### WORK TO BE COMPLETED
With all pictures omitted, return verbatim the lines from the beginning of the records below through the line containing "column 356, row 388".

### EXERCISE MATERIALS
======

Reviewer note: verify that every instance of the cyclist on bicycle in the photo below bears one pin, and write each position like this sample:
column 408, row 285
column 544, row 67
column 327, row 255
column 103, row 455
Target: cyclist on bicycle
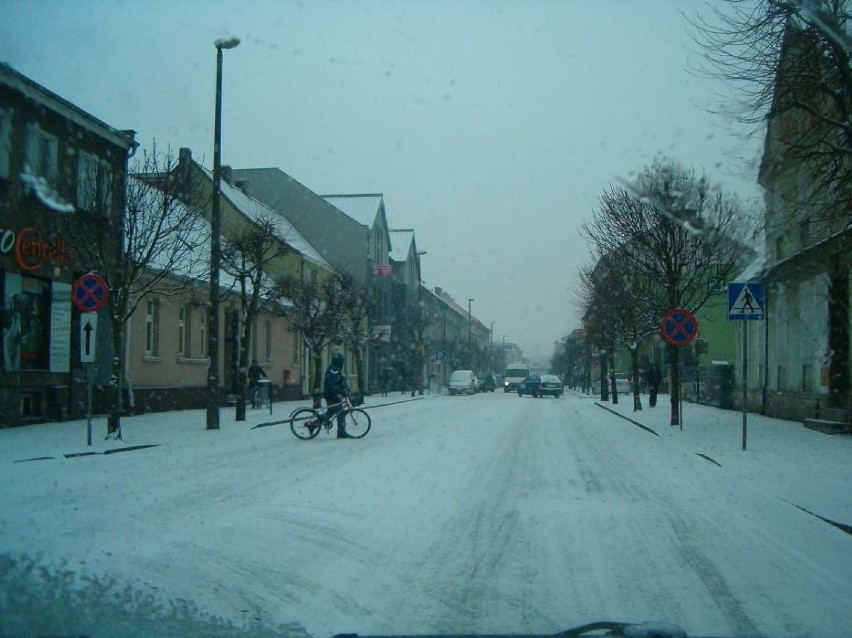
column 334, row 388
column 255, row 372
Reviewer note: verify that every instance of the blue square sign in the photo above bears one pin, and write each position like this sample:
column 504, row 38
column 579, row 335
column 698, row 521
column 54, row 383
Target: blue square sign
column 746, row 300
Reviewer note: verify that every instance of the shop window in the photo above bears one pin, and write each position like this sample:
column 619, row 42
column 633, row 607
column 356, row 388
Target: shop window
column 5, row 142
column 202, row 332
column 26, row 323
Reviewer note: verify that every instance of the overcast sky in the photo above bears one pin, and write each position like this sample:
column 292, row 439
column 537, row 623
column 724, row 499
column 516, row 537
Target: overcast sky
column 490, row 127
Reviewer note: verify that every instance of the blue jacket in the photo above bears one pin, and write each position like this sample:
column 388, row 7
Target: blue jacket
column 334, row 385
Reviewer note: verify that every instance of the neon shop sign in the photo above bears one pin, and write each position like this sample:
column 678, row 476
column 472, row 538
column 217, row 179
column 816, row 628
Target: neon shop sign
column 32, row 251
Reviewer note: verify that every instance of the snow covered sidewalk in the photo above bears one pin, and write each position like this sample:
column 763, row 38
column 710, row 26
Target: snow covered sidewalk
column 805, row 468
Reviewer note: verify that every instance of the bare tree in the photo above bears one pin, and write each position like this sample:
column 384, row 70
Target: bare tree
column 789, row 60
column 160, row 247
column 357, row 325
column 247, row 255
column 314, row 307
column 679, row 238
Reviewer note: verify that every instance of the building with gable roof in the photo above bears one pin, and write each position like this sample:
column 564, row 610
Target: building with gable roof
column 804, row 347
column 58, row 163
column 169, row 370
column 349, row 231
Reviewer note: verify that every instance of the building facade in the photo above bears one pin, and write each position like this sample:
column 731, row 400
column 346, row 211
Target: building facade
column 58, row 164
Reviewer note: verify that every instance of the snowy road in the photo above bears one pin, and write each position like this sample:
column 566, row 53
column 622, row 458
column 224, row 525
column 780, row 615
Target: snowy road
column 469, row 514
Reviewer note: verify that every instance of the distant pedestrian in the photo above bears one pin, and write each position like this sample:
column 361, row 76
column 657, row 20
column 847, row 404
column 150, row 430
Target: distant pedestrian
column 653, row 377
column 334, row 388
column 255, row 372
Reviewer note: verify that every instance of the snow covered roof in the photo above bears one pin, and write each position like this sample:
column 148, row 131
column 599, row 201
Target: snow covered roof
column 362, row 208
column 43, row 96
column 255, row 209
column 401, row 241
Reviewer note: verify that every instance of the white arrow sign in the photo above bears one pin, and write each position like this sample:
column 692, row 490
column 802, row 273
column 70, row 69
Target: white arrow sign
column 88, row 332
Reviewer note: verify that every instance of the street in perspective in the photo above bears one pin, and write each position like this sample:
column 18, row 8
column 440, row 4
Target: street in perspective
column 386, row 318
column 485, row 513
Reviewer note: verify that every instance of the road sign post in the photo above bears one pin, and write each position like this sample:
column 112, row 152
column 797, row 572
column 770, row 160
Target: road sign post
column 746, row 302
column 678, row 328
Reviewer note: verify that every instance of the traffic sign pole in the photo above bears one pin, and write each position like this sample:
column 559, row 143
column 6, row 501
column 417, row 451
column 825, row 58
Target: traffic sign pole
column 745, row 382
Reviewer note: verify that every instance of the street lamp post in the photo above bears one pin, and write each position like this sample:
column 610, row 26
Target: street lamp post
column 215, row 245
column 469, row 347
column 491, row 350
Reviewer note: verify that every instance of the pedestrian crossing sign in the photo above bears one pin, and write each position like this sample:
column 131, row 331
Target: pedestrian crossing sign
column 746, row 300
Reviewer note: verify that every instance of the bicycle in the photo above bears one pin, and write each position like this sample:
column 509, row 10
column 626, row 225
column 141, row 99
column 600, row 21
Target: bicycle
column 306, row 423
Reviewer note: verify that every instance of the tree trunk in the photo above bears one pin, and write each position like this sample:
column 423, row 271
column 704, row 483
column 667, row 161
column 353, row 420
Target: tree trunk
column 359, row 370
column 243, row 346
column 316, row 382
column 634, row 374
column 115, row 384
column 674, row 387
column 838, row 334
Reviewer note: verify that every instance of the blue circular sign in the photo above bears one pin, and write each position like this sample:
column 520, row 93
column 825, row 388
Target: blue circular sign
column 89, row 293
column 679, row 327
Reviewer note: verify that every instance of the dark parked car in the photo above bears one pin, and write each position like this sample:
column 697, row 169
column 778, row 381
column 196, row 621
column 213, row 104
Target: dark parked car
column 541, row 385
column 487, row 383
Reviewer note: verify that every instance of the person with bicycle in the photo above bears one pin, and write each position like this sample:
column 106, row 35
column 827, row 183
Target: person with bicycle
column 334, row 388
column 255, row 372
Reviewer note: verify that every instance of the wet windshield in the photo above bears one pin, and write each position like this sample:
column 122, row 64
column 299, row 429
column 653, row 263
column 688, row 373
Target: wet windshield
column 260, row 260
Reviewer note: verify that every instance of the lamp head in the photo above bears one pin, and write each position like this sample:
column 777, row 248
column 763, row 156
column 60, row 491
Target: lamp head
column 227, row 43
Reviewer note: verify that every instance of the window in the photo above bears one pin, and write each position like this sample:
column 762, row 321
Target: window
column 5, row 142
column 182, row 332
column 152, row 312
column 94, row 183
column 297, row 345
column 267, row 333
column 202, row 332
column 807, row 377
column 26, row 323
column 41, row 154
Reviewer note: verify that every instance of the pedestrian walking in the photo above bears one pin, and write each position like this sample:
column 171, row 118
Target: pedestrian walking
column 334, row 388
column 255, row 373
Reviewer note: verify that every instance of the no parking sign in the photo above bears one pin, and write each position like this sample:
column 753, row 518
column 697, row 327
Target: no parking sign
column 679, row 327
column 89, row 293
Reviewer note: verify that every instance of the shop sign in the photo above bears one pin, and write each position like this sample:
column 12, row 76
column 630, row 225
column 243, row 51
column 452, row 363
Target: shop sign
column 32, row 251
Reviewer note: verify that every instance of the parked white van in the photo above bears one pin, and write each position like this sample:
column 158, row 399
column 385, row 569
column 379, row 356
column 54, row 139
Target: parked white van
column 463, row 382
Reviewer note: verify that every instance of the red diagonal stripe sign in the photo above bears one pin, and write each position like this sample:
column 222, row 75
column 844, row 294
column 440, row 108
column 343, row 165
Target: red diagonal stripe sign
column 679, row 327
column 89, row 293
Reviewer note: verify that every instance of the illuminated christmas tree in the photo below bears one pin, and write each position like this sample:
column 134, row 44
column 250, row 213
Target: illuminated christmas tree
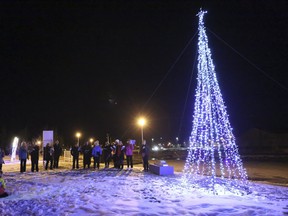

======

### ANSWER BOX
Reviewer note: verify that every instance of the cyclist on bicycle in the photo below bears one pin, and write each position like this sample:
column 408, row 285
column 544, row 67
column 327, row 255
column 103, row 455
Target: cyclist on bicycle
column 334, row 388
column 255, row 372
Reviewer note: verify that every instance of the blue square sign in the photo above bears one pin, and write each position like this sample:
column 504, row 38
column 579, row 335
column 698, row 521
column 54, row 383
Target: blue square sign
column 746, row 300
Reviewer note: verify that every instance of the shop window in the photo above bears one pin, and write each position like this sample:
column 619, row 42
column 633, row 607
column 356, row 388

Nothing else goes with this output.